## BEGIN Dataset records

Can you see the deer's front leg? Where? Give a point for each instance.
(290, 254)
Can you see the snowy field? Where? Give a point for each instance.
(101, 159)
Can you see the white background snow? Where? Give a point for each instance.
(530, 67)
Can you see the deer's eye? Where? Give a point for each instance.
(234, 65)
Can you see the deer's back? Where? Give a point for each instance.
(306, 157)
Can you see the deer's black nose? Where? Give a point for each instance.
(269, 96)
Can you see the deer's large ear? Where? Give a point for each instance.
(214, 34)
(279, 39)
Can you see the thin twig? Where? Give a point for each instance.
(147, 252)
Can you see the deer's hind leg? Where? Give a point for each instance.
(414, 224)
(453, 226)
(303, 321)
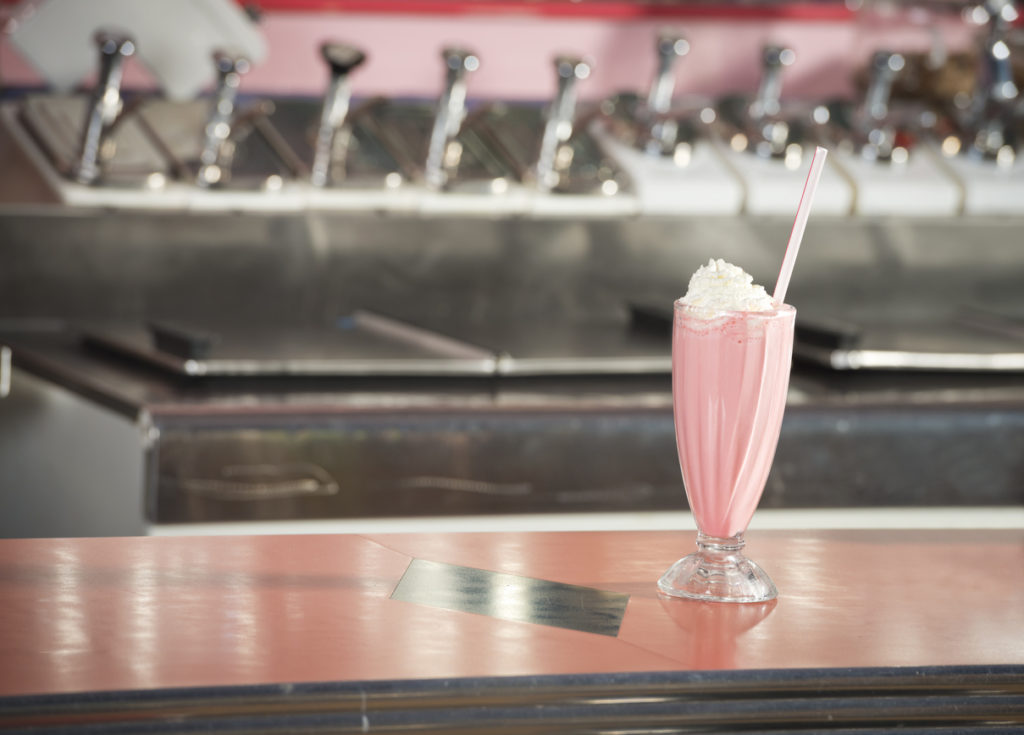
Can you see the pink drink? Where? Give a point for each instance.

## END Dataset records

Exercise:
Transcribe every line above word for word, leaving out the pictures.

Response to this task:
Can you see the deer's front leg? Where? Give a point for each instance.
(290, 254)
Can you see the snowy field? Where? Give a point for each instance.
(101, 159)
Can you see the white background snow? Where? Give a point for each instance.
(530, 67)
Can you see the deer's eye? Where? Give a point for each instance.
(234, 65)
Can you see the deer's back? Where? Give a point for each instance.
(306, 157)
Can you see the deer's black nose? Where? Give a point for each instance.
(269, 96)
Can you see the deer's large ear? Where? Give a point for each instance.
(214, 34)
(279, 39)
Can you see the thin twig? Where? Give a point for each instance.
(147, 252)
Can you see the deer's hind leg? Where? Give a point for each instance.
(414, 224)
(453, 226)
(303, 321)
Can you see the pink drink? Where? Give a point for each instance.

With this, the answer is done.